• **Document section**
OPTIMONYC: I’m trained by my surroundings and my fellow artists I painted with on the streets over the years. I’m influenced by old school cartoons and comic books of all sorts. I loved Keith Haring, Salvador Dali, Dondi White, and Michael Angelo, and the list goes on. I was heavily inspired when I learned about Native American Ledger drawings as well. I’ve been to the Sistine Chapel in Rome, down to the Catacombs of Paris, so my influences and inspirations are broad. My experiences are my professors.
CCNews: A person who lives nearby thought the figures on the mural were stenciled, because of the detail—but they are all done freehand. Is that something that came naturally to you?
OPTIMONYC: I don’t use stencils or projectors. I enjoy creating on the spot as I freestyle—it gives me a chance to connect with the public. I feel an intimacy with the space when I paint straight forward, spray paint serves as my pencil and eraser. I don’t believe I’m a natural. Practice and hard work molded me into creating my own style.
CCNews: Many of the figures in the mural have some very specific headgear. Why top hats?
OPTIMONYC: The top hats represent what the characters have in common. The characters represent the “WE,” the WE representing the community of Chelsea being of all sorts. The top hats are uniting them because they all love Chelsea. I’m piecing these familiar faces together, so that they fit to create the neighborhood of Chelsea, with love.

• **Your instructions**
Reproduce the interview about the Chelsea mural above word for word, in full.

• **Collected material**

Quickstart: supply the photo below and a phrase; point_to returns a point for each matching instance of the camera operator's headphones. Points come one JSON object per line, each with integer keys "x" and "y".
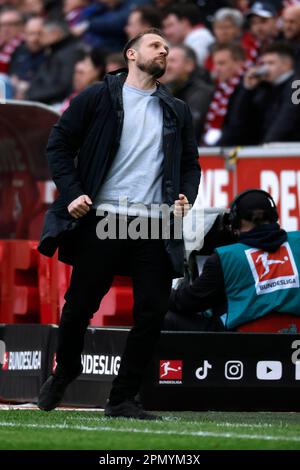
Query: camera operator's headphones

• **The completed task**
OPTIMONYC: I’m trained by my surroundings and my fellow artists I painted with on the streets over the years. I’m influenced by old school cartoons and comic books of all sorts. I loved Keith Haring, Salvador Dali, Dondi White, and Michael Angelo, and the list goes on. I was heavily inspired when I learned about Native American Ledger drawings as well. I’ve been to the Sistine Chapel in Rome, down to the Catacombs of Paris, so my influences and inspirations are broad. My experiences are my professors.
CCNews: A person who lives nearby thought the figures on the mural were stenciled, because of the detail—but they are all done freehand. Is that something that came naturally to you?
OPTIMONYC: I don’t use stencils or projectors. I enjoy creating on the spot as I freestyle—it gives me a chance to connect with the public. I feel an intimacy with the space when I paint straight forward, spray paint serves as my pencil and eraser. I don’t believe I’m a natural. Practice and hard work molded me into creating my own style.
CCNews: Many of the figures in the mural have some very specific headgear. Why top hats?
OPTIMONYC: The top hats represent what the characters have in common. The characters represent the “WE,” the WE representing the community of Chelsea being of all sorts. The top hats are uniting them because they all love Chelsea. I’m piecing these familiar faces together, so that they fit to create the neighborhood of Chelsea, with love.